* **WHAT THE TASK ASKS**: Go through the entries, filter for the word "base", and copy every line that has it.

[Region pointing data]
- - - -
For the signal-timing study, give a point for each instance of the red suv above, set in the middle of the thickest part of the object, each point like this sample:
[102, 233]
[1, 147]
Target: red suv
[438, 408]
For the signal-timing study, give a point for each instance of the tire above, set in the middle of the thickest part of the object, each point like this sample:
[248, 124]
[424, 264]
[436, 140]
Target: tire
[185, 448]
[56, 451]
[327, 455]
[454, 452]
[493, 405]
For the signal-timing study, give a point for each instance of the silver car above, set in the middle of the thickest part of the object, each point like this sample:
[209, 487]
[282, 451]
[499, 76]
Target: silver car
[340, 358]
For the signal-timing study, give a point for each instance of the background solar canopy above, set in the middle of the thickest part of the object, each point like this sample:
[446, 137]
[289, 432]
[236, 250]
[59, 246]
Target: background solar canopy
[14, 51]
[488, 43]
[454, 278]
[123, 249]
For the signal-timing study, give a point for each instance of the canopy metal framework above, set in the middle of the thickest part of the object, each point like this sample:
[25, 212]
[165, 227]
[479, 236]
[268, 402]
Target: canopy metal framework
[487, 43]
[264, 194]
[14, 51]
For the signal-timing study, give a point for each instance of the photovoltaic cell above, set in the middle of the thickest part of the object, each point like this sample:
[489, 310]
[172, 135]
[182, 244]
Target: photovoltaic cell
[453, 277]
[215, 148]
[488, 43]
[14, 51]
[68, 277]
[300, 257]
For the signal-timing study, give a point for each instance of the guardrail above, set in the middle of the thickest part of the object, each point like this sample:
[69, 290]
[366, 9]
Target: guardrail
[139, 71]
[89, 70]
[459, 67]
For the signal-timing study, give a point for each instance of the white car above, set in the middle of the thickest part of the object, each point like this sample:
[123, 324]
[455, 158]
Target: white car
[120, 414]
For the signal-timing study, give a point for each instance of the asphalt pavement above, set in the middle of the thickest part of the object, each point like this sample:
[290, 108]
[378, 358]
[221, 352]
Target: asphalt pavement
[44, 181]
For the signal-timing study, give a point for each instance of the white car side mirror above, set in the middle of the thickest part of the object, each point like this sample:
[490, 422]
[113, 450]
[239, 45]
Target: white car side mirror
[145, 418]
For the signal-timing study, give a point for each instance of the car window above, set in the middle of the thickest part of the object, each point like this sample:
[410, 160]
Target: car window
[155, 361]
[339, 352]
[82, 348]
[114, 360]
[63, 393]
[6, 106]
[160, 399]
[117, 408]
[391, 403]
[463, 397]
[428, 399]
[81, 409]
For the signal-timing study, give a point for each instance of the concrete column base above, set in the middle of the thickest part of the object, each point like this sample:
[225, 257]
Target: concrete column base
- - - -
* **SOLUTION FOR THIS TASK**:
For the signal-timing study, give a point for each instance of the concrete column base above, set in the middle of the thickest part of the object, each point like this sample:
Target: concrete column base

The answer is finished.